• _Short problem_
Starting at the line that contains "Draw the outline of every instance of the whisk" and continuing through the end of the records, rewrite the lines with every "every instance" changed to "each instance", leaving everything else as it is and leaving out the pictures.

(Picture annotation entries)
++++++++++
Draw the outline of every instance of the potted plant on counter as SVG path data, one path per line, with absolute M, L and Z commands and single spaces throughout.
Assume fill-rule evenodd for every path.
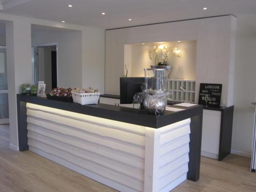
M 152 52 L 155 52 L 156 54 L 155 65 L 151 66 L 151 68 L 152 69 L 166 69 L 168 70 L 168 74 L 169 74 L 173 68 L 173 66 L 168 65 L 167 62 L 168 59 L 168 53 L 170 50 L 172 50 L 173 53 L 178 57 L 181 58 L 180 50 L 177 48 L 172 49 L 170 47 L 167 47 L 164 45 L 161 45 L 157 47 L 154 46 L 153 50 L 150 51 L 149 52 L 149 57 L 151 60 L 152 60 Z M 160 56 L 161 56 L 162 62 L 159 62 L 159 57 Z

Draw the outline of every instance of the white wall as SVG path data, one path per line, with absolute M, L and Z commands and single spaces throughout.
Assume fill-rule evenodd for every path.
M 20 18 L 6 24 L 10 146 L 18 148 L 16 94 L 23 83 L 31 83 L 30 24 Z
M 74 63 L 66 56 L 66 59 L 70 61 L 67 67 L 70 70 L 69 71 L 70 74 L 67 75 L 76 75 L 77 72 L 80 77 L 80 80 L 77 81 L 77 84 L 89 86 L 91 83 L 102 93 L 104 92 L 104 32 L 102 29 L 2 13 L 0 13 L 0 20 L 7 23 L 10 146 L 17 149 L 16 94 L 19 92 L 21 84 L 32 82 L 31 24 L 81 31 L 82 38 L 80 39 L 82 45 L 81 61 L 79 64 Z M 78 42 L 70 39 L 66 39 L 66 41 L 71 46 L 72 44 Z M 78 72 L 77 65 L 79 65 L 79 69 L 82 72 Z M 65 87 L 69 85 L 63 77 L 60 79 L 60 81 Z M 66 83 L 68 84 L 64 84 Z
M 105 93 L 120 94 L 119 78 L 124 72 L 124 45 L 195 40 L 197 25 L 197 20 L 191 20 L 106 31 Z
M 236 18 L 228 15 L 107 30 L 105 93 L 119 95 L 124 45 L 197 40 L 196 101 L 200 83 L 220 83 L 223 85 L 222 100 L 227 106 L 231 105 L 236 29 Z
M 256 91 L 256 15 L 238 18 L 232 153 L 251 154 Z
M 59 87 L 82 87 L 81 39 L 81 31 L 44 33 L 32 36 L 32 46 L 57 44 L 57 81 Z
M 167 64 L 173 66 L 172 72 L 168 78 L 172 79 L 196 80 L 196 66 L 197 56 L 197 42 L 196 41 L 186 42 L 166 42 L 162 44 L 136 44 L 130 45 L 131 47 L 130 57 L 127 56 L 130 49 L 124 48 L 124 64 L 131 63 L 129 69 L 131 77 L 143 77 L 144 69 L 150 68 L 155 65 L 156 54 L 152 54 L 152 60 L 149 57 L 148 52 L 152 51 L 154 46 L 164 45 L 172 49 L 177 48 L 181 51 L 182 57 L 179 58 L 174 54 L 171 49 L 168 53 Z M 125 45 L 127 46 L 128 45 Z M 126 53 L 128 52 L 128 53 Z M 162 62 L 161 55 L 159 61 Z M 130 61 L 131 59 L 131 61 Z M 157 63 L 157 61 L 156 62 Z

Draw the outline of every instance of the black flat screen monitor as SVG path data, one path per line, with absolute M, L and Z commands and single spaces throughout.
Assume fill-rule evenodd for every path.
M 120 104 L 132 103 L 134 94 L 142 92 L 141 86 L 144 81 L 144 77 L 120 77 Z

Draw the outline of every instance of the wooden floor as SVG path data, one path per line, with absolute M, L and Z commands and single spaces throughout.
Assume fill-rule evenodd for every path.
M 9 147 L 9 126 L 0 125 L 0 191 L 115 191 L 31 152 Z M 221 162 L 202 157 L 200 179 L 172 191 L 256 191 L 249 158 L 230 155 Z

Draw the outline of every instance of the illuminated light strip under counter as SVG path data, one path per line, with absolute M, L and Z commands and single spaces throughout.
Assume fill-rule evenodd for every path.
M 47 99 L 38 98 L 37 104 L 32 98 L 34 103 L 18 101 L 19 139 L 25 125 L 26 144 L 35 153 L 122 191 L 167 191 L 187 178 L 199 178 L 197 166 L 189 164 L 196 159 L 191 144 L 200 134 L 200 114 L 156 129 L 49 107 Z M 196 162 L 200 166 L 200 159 Z

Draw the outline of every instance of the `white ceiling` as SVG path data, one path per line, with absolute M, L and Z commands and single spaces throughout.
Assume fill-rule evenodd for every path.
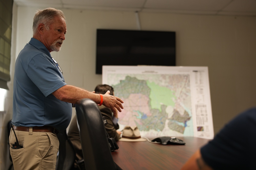
M 14 0 L 18 6 L 256 16 L 256 0 Z

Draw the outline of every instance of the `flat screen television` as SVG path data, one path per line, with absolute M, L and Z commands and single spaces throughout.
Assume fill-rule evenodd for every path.
M 102 66 L 176 66 L 175 33 L 98 29 L 96 74 Z

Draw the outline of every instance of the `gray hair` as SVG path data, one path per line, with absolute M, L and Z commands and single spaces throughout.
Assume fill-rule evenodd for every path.
M 51 22 L 54 17 L 56 16 L 62 18 L 66 21 L 66 18 L 64 14 L 60 10 L 50 7 L 37 11 L 33 19 L 33 35 L 35 35 L 36 33 L 37 28 L 40 23 L 44 24 L 46 29 L 49 30 L 49 25 L 51 23 Z

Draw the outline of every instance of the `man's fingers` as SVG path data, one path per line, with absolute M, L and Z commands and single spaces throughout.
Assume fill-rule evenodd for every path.
M 116 112 L 116 110 L 115 109 L 115 108 L 114 107 L 111 108 L 111 110 L 113 111 L 113 113 L 114 115 L 115 115 Z

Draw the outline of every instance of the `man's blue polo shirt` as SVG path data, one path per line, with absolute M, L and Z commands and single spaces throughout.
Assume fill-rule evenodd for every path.
M 51 93 L 66 84 L 46 47 L 31 38 L 15 63 L 13 124 L 66 129 L 71 119 L 71 104 Z

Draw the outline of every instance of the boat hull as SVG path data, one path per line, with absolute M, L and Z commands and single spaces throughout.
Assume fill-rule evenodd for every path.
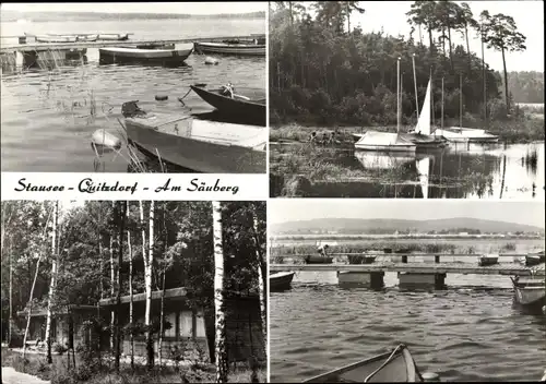
M 192 49 L 99 48 L 100 64 L 183 65 Z
M 226 124 L 236 129 L 236 124 Z M 128 140 L 147 156 L 202 173 L 264 173 L 265 151 L 164 133 L 126 119 Z
M 412 355 L 405 346 L 400 346 L 392 352 L 381 353 L 340 368 L 304 383 L 419 383 L 423 381 Z
M 216 108 L 221 113 L 236 117 L 239 116 L 246 121 L 250 119 L 263 124 L 265 123 L 265 104 L 222 96 L 218 93 L 195 85 L 190 85 L 190 87 L 199 97 Z
M 270 291 L 281 292 L 290 289 L 295 272 L 284 272 L 270 275 Z
M 265 56 L 265 45 L 193 43 L 195 51 L 201 53 Z

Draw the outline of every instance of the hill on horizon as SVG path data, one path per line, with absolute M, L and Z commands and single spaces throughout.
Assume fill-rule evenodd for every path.
M 316 218 L 271 225 L 271 235 L 304 235 L 314 231 L 336 231 L 341 235 L 393 233 L 412 230 L 416 232 L 441 231 L 456 228 L 479 230 L 482 233 L 543 232 L 544 228 L 506 221 L 495 221 L 470 217 L 454 217 L 432 220 L 405 219 L 360 219 L 360 218 Z

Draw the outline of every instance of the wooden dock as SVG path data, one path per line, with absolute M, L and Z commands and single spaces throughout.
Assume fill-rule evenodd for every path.
M 312 271 L 312 272 L 400 272 L 414 274 L 463 274 L 463 275 L 505 275 L 505 276 L 546 276 L 545 265 L 525 266 L 515 263 L 478 266 L 477 263 L 392 263 L 372 264 L 270 264 L 270 272 Z
M 79 43 L 32 43 L 32 44 L 10 44 L 1 45 L 0 53 L 13 52 L 34 52 L 62 49 L 82 49 L 82 48 L 103 48 L 127 45 L 147 45 L 147 44 L 191 44 L 201 41 L 222 41 L 228 39 L 253 39 L 264 37 L 265 35 L 245 35 L 245 36 L 221 36 L 221 37 L 193 37 L 165 40 L 105 40 L 105 41 L 79 41 Z

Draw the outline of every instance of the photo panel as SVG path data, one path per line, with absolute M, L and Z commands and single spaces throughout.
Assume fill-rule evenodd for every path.
M 2 171 L 266 173 L 266 3 L 1 12 Z
M 264 201 L 1 205 L 4 383 L 268 381 Z
M 538 381 L 544 202 L 272 200 L 271 382 Z
M 543 13 L 270 2 L 270 195 L 544 201 Z

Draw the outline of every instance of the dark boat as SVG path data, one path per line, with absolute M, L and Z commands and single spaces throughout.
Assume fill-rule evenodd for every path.
M 280 292 L 290 289 L 295 272 L 277 272 L 270 275 L 270 291 Z
M 487 266 L 487 265 L 495 265 L 498 264 L 499 262 L 499 256 L 497 255 L 482 255 L 478 259 L 478 265 L 479 266 Z
M 424 382 L 407 347 L 399 345 L 381 353 L 316 377 L 304 383 L 420 383 Z
M 143 154 L 202 173 L 263 173 L 268 131 L 261 127 L 147 113 L 138 101 L 121 107 L 130 144 Z
M 205 89 L 206 85 L 203 84 L 190 85 L 190 87 L 199 97 L 222 113 L 265 123 L 265 98 L 250 99 L 236 94 L 233 95 L 234 97 L 224 96 L 223 89 Z
M 526 312 L 542 313 L 546 305 L 546 286 L 544 278 L 512 278 L 514 301 Z
M 333 257 L 308 254 L 304 261 L 306 264 L 332 264 Z
M 536 252 L 536 253 L 530 253 L 525 255 L 525 265 L 526 266 L 533 266 L 533 265 L 538 265 L 541 263 L 544 263 L 545 257 L 544 257 L 544 251 Z

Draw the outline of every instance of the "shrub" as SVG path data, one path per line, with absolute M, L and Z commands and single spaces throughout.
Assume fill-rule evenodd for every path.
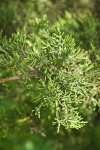
M 35 115 L 57 132 L 62 126 L 79 129 L 86 124 L 83 117 L 100 106 L 98 75 L 88 53 L 49 25 L 45 17 L 36 19 L 32 34 L 17 30 L 1 41 L 1 137 L 29 120 L 36 124 Z

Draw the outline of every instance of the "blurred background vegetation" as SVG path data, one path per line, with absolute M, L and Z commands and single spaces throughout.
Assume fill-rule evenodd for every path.
M 17 28 L 31 33 L 31 30 L 35 30 L 33 29 L 34 19 L 36 17 L 42 18 L 44 14 L 49 18 L 52 28 L 59 26 L 64 34 L 71 34 L 75 38 L 77 46 L 80 45 L 81 48 L 85 49 L 91 61 L 98 66 L 100 62 L 99 0 L 0 0 L 0 30 L 6 37 L 11 37 Z M 15 86 L 15 84 L 11 84 Z M 0 87 L 1 99 L 5 92 L 9 95 L 9 91 L 4 91 L 3 87 Z M 20 91 L 18 92 L 20 94 Z M 16 93 L 14 95 L 16 96 Z M 7 94 L 5 99 L 9 99 Z M 15 124 L 19 114 L 22 117 L 22 114 L 31 112 L 31 107 L 29 107 L 31 103 L 28 105 L 27 103 L 29 102 L 26 100 L 24 106 L 20 105 L 18 109 L 15 109 L 13 118 Z M 1 109 L 2 105 L 7 107 L 6 112 Z M 14 102 L 11 104 L 9 101 L 8 103 L 0 101 L 0 111 L 3 114 L 0 116 L 0 120 L 2 117 L 5 117 L 5 120 L 8 119 L 6 121 L 10 128 L 3 124 L 4 129 L 0 129 L 2 130 L 0 137 L 3 137 L 0 138 L 1 150 L 100 149 L 100 110 L 98 107 L 94 112 L 88 112 L 88 114 L 90 113 L 90 116 L 88 115 L 89 123 L 79 131 L 62 130 L 57 134 L 54 128 L 50 127 L 49 122 L 44 125 L 37 118 L 34 118 L 37 124 L 25 117 L 24 120 L 18 120 L 17 125 L 14 124 L 13 126 L 11 124 L 11 109 L 8 108 L 10 105 L 14 106 Z M 5 129 L 9 133 L 7 136 Z

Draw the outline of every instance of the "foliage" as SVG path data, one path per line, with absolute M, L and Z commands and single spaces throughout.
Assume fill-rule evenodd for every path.
M 61 4 L 1 2 L 0 149 L 99 149 L 100 22 Z

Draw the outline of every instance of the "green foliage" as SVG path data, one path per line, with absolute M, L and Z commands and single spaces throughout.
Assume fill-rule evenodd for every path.
M 45 27 L 44 21 L 38 23 L 38 33 L 43 30 L 43 23 Z M 1 86 L 5 90 L 10 88 L 7 98 L 15 102 L 10 106 L 14 108 L 12 111 L 18 109 L 16 101 L 20 101 L 24 94 L 24 101 L 32 102 L 32 110 L 29 109 L 28 113 L 35 111 L 43 122 L 50 120 L 59 132 L 61 125 L 65 128 L 81 128 L 86 122 L 80 116 L 80 111 L 87 106 L 99 105 L 95 99 L 97 84 L 91 76 L 95 66 L 86 52 L 75 47 L 74 39 L 58 29 L 55 28 L 55 33 L 49 31 L 48 38 L 44 39 L 35 37 L 34 33 L 27 35 L 18 30 L 11 38 L 3 40 L 0 53 L 1 78 L 20 78 L 19 81 L 15 79 Z M 33 76 L 32 79 L 30 76 Z M 22 89 L 18 92 L 20 86 Z M 11 93 L 17 93 L 17 96 L 14 98 Z M 1 99 L 5 101 L 5 96 Z M 27 107 L 30 105 L 27 104 Z
M 2 150 L 99 150 L 100 22 L 65 3 L 0 3 Z

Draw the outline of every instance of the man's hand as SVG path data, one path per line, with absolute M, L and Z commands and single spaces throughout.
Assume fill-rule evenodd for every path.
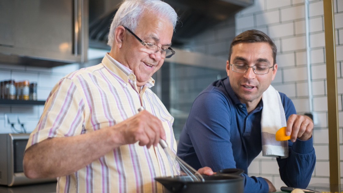
M 208 175 L 211 175 L 215 174 L 216 172 L 214 172 L 212 169 L 209 167 L 204 167 L 198 170 L 198 172 L 200 174 L 205 174 Z
M 313 121 L 311 118 L 305 115 L 293 114 L 287 121 L 286 134 L 291 135 L 291 140 L 295 141 L 297 138 L 300 140 L 307 140 L 312 136 Z
M 269 181 L 269 180 L 264 178 L 263 179 L 267 182 L 267 183 L 268 183 L 268 185 L 269 186 L 269 190 L 268 191 L 268 192 L 274 192 L 276 191 L 276 189 L 275 188 L 274 185 L 273 185 L 273 184 L 270 181 Z
M 113 126 L 118 129 L 119 136 L 114 136 L 121 141 L 121 145 L 134 144 L 139 141 L 139 145 L 157 146 L 160 138 L 165 140 L 166 134 L 158 118 L 143 110 L 134 116 Z

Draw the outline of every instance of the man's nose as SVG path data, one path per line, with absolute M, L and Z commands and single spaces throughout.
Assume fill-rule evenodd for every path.
M 157 61 L 159 61 L 162 59 L 162 53 L 161 51 L 158 50 L 155 54 L 152 54 L 150 55 L 150 58 L 154 58 L 154 59 Z
M 248 79 L 253 79 L 255 78 L 256 75 L 254 72 L 252 66 L 248 66 L 248 69 L 244 73 L 244 78 Z

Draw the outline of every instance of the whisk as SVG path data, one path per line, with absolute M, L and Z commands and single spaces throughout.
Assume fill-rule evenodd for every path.
M 141 106 L 138 109 L 138 111 L 140 112 L 144 110 L 144 108 Z M 181 174 L 187 177 L 187 178 L 180 178 L 181 180 L 193 182 L 205 181 L 201 174 L 198 172 L 195 169 L 181 159 L 181 158 L 172 151 L 170 148 L 168 147 L 168 145 L 165 141 L 162 139 L 160 139 L 159 143 L 167 155 L 169 163 L 171 166 L 170 170 L 172 171 L 172 177 L 174 177 L 174 172 L 173 171 L 177 171 L 179 170 Z

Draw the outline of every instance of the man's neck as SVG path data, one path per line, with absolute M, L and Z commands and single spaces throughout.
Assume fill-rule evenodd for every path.
M 245 105 L 247 107 L 247 111 L 248 112 L 248 114 L 249 114 L 250 112 L 253 110 L 254 109 L 256 109 L 256 107 L 257 106 L 257 105 L 258 105 L 258 103 L 260 102 L 262 98 L 262 96 L 261 96 L 261 97 L 256 99 L 252 101 L 242 101 L 240 99 L 239 99 L 239 101 L 242 103 L 245 104 Z

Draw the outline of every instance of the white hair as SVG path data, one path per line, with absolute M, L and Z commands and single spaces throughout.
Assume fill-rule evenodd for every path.
M 107 44 L 112 46 L 114 40 L 115 31 L 120 25 L 135 32 L 142 13 L 148 11 L 165 17 L 173 24 L 174 30 L 177 21 L 177 14 L 168 4 L 159 0 L 124 0 L 113 18 Z

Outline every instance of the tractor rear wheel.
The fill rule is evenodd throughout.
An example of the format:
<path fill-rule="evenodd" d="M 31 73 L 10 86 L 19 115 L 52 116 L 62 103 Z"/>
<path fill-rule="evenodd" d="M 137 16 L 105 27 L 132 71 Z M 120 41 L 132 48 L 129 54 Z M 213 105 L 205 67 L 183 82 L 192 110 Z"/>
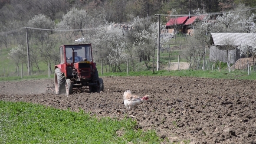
++++++++++
• _Complete answer_
Draw the outline of each instance of the whisk as SVG path data, one path per line, with absolute M, L and Z commands and single spaces throughout.
Assume fill-rule evenodd for every path.
M 141 106 L 138 109 L 138 111 L 140 112 L 144 110 L 144 108 Z M 181 174 L 187 177 L 187 178 L 180 178 L 181 180 L 193 182 L 205 181 L 201 174 L 198 172 L 195 169 L 181 159 L 181 158 L 172 151 L 170 148 L 168 147 L 168 145 L 165 141 L 162 139 L 160 139 L 159 143 L 167 155 L 169 163 L 171 166 L 170 170 L 172 171 L 172 177 L 174 177 L 174 172 L 173 171 L 177 171 L 179 170 Z

Draw the outline of each instance of the man's neck as SVG path data, one path per line, with absolute M, L and Z commands and single spaces throughout.
Assume fill-rule evenodd for every path.
M 245 105 L 247 107 L 247 111 L 248 112 L 248 114 L 249 114 L 250 112 L 253 110 L 254 109 L 256 109 L 256 107 L 257 106 L 257 105 L 258 105 L 258 103 L 260 102 L 262 98 L 262 96 L 261 96 L 261 97 L 256 99 L 252 101 L 242 101 L 240 99 L 239 99 L 239 101 L 242 103 L 245 104 Z

Draw the outline of each instance of the white hair as SVG path data, one path per line, with absolute M, L and Z commands and single spaces throughout.
Assume fill-rule evenodd for every path.
M 107 44 L 112 46 L 114 40 L 115 31 L 120 25 L 135 32 L 142 13 L 148 11 L 165 17 L 173 24 L 174 30 L 177 21 L 177 14 L 168 4 L 159 0 L 124 0 L 113 18 Z

Outline each instance of the tractor rear wheel.
The fill rule is evenodd throughout.
An example of the format:
<path fill-rule="evenodd" d="M 31 73 L 10 86 L 19 115 L 52 116 L 62 103 Z"/>
<path fill-rule="evenodd" d="M 137 16 L 105 27 L 132 71 Z M 120 41 L 132 48 L 129 54 Z M 213 105 L 205 67 L 183 82 L 192 110 Z"/>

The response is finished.